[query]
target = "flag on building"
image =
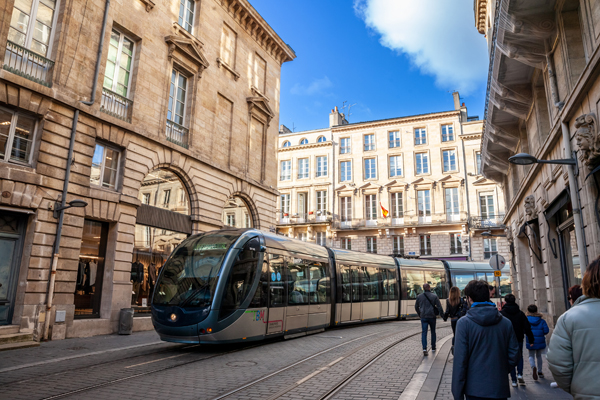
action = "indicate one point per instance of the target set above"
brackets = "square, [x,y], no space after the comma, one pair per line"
[384,211]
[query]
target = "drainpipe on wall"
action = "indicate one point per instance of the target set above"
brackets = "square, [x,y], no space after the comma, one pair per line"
[56,247]
[577,217]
....................
_Try it_
Could you return each entry word for word, with the images omitted?

_Answer box_
[query]
target = "flag on building"
image =
action = "indicate one point per instance of the target set above"
brackets = "square, [x,y], no space after the comma, one pair per line"
[384,211]
[query]
target = "drainpipe on wall"
action = "indicate one point per instance of the target set above"
brackets = "square, [x,y], no space after the comma, one pair per line"
[56,247]
[577,217]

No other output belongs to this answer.